풀어야 할 문제 - 아래 자료에서 "blue"라는 단어가 들어 있는 줄을 하나도 빠뜨리지 말고 모두 뽑아 옮겨 적으세요.

──────── 제공된 자료 ────────

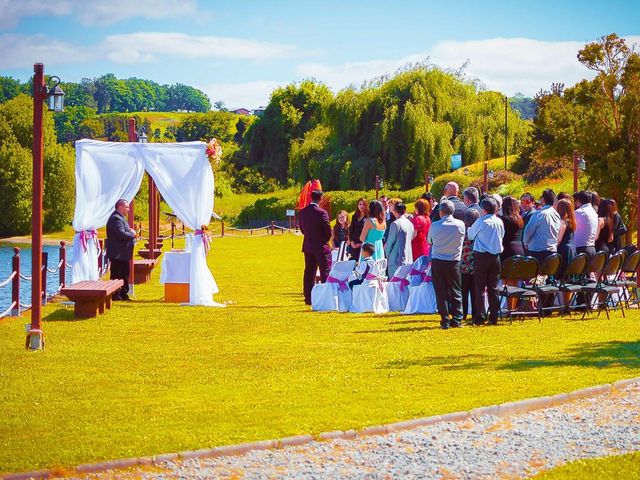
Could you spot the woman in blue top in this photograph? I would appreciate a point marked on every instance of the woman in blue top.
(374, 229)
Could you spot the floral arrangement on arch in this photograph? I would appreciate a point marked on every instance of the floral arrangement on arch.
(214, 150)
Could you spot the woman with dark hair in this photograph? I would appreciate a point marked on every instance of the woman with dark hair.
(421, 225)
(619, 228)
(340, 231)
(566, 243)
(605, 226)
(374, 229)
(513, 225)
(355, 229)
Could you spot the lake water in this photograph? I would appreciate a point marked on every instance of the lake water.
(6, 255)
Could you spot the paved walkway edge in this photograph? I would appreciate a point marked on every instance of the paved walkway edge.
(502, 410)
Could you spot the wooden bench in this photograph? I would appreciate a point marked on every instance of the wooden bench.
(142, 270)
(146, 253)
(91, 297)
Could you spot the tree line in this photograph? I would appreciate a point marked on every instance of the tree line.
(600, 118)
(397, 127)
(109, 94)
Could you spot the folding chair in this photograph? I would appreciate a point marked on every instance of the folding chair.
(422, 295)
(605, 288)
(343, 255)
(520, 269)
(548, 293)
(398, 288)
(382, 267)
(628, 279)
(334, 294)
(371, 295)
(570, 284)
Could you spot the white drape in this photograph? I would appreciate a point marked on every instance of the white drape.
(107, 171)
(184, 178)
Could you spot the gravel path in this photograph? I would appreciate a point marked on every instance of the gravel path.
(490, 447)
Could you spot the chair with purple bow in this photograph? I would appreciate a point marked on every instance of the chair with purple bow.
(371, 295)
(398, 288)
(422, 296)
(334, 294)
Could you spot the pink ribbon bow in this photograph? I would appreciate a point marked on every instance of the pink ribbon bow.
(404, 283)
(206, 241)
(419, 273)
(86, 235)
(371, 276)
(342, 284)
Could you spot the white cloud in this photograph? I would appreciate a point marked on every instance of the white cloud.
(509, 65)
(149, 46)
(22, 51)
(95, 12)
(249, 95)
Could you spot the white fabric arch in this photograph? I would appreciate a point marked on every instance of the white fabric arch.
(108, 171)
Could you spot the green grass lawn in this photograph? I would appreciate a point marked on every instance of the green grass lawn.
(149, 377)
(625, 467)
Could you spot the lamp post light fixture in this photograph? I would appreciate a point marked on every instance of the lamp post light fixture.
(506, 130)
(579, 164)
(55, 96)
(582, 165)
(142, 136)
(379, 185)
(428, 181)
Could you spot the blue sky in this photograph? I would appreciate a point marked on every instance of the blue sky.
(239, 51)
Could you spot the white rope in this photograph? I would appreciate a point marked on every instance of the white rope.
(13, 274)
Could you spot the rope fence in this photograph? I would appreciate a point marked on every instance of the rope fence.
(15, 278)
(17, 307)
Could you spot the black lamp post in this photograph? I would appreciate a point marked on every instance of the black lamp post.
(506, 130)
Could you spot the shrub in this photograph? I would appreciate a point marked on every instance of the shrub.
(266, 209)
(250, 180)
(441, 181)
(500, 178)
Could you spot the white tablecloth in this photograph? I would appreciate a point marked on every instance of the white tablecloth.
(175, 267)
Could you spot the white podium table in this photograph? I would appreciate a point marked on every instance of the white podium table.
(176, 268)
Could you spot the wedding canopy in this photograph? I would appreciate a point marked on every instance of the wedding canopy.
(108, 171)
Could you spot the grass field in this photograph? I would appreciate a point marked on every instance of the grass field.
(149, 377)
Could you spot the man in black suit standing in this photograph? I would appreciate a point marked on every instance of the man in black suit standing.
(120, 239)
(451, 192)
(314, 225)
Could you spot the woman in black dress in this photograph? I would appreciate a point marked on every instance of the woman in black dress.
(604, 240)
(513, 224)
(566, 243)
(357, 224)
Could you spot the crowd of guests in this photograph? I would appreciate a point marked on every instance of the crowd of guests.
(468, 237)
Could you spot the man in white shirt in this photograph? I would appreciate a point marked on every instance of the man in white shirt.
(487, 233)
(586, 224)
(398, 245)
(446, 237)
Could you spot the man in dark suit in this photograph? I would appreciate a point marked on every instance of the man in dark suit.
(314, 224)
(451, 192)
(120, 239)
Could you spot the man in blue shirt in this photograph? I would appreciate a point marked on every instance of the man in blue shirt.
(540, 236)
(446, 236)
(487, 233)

────────
──────── 제공된 자료 ────────

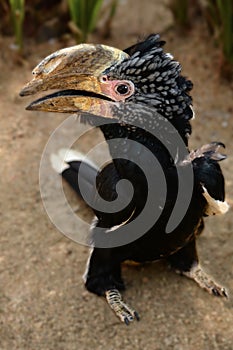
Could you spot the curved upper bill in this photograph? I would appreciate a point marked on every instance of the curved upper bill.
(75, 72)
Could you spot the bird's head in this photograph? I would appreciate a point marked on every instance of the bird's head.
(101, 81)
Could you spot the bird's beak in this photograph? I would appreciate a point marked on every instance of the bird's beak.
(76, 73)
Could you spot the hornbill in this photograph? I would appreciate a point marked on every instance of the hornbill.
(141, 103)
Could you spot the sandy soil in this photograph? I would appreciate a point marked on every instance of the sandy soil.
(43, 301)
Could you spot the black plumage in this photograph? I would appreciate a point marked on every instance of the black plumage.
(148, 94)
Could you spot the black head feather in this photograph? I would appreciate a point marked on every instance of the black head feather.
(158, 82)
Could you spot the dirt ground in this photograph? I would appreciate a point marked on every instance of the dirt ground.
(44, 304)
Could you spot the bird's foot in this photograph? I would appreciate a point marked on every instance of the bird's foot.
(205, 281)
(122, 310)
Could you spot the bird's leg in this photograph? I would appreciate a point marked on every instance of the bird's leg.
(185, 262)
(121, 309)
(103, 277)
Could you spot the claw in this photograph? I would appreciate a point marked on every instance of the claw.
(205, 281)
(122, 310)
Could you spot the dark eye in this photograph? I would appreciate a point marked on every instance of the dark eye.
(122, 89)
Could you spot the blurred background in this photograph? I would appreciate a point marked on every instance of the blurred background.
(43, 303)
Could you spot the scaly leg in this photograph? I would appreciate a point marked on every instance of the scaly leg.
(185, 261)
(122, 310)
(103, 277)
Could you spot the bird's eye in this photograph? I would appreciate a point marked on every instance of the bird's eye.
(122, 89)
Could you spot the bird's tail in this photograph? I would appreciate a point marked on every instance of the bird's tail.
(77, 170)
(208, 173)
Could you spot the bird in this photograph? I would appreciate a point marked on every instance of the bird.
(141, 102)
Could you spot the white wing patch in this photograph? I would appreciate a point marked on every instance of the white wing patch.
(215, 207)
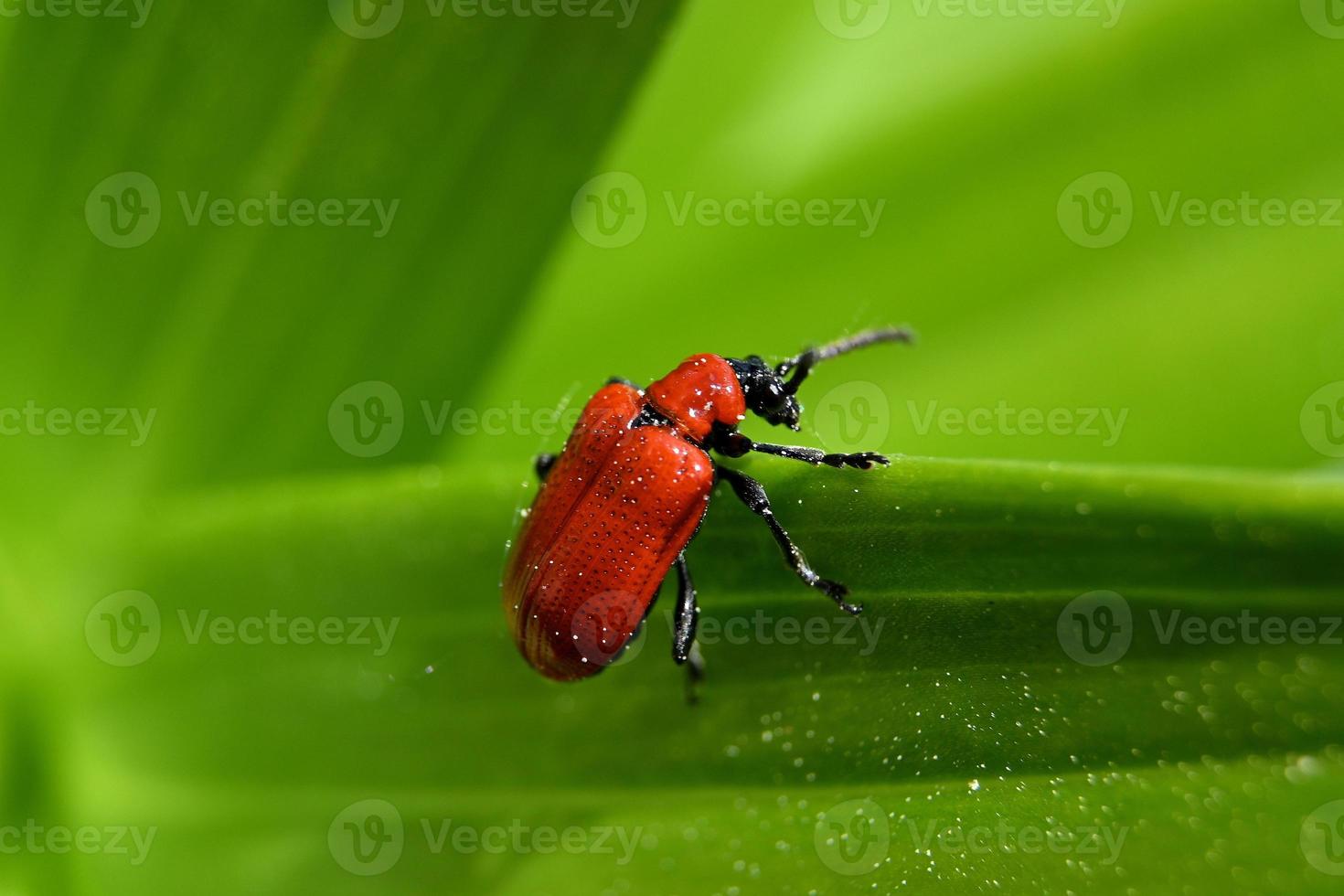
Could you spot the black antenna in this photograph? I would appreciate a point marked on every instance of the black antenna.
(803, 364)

────────
──────── 제공된 자료 ────────

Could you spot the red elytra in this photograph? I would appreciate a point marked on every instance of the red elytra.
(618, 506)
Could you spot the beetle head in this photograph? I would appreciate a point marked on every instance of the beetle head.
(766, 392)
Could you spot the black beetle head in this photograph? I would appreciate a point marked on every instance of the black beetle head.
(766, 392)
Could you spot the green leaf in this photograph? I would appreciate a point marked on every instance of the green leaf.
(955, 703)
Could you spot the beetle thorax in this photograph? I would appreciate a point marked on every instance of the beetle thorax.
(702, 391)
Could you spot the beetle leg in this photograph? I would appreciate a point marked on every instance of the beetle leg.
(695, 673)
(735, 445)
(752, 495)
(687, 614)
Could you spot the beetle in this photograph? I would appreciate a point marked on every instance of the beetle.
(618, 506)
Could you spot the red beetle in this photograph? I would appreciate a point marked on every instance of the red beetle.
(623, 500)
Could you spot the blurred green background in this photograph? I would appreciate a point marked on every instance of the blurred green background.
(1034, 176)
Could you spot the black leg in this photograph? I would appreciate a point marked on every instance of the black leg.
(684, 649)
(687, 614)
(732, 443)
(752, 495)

────────

답변 -
Could you spot the woman in blue top in this photograph? I would appreciate a point marked on every instance of the woman in blue top.
Could you spot the blue sky in this photograph? I would appreciate a point marked on every instance of the blue sky.
Could you spot the man in blue shirt in this photograph? I would appreciate a point marked on every instance of the man in blue shirt.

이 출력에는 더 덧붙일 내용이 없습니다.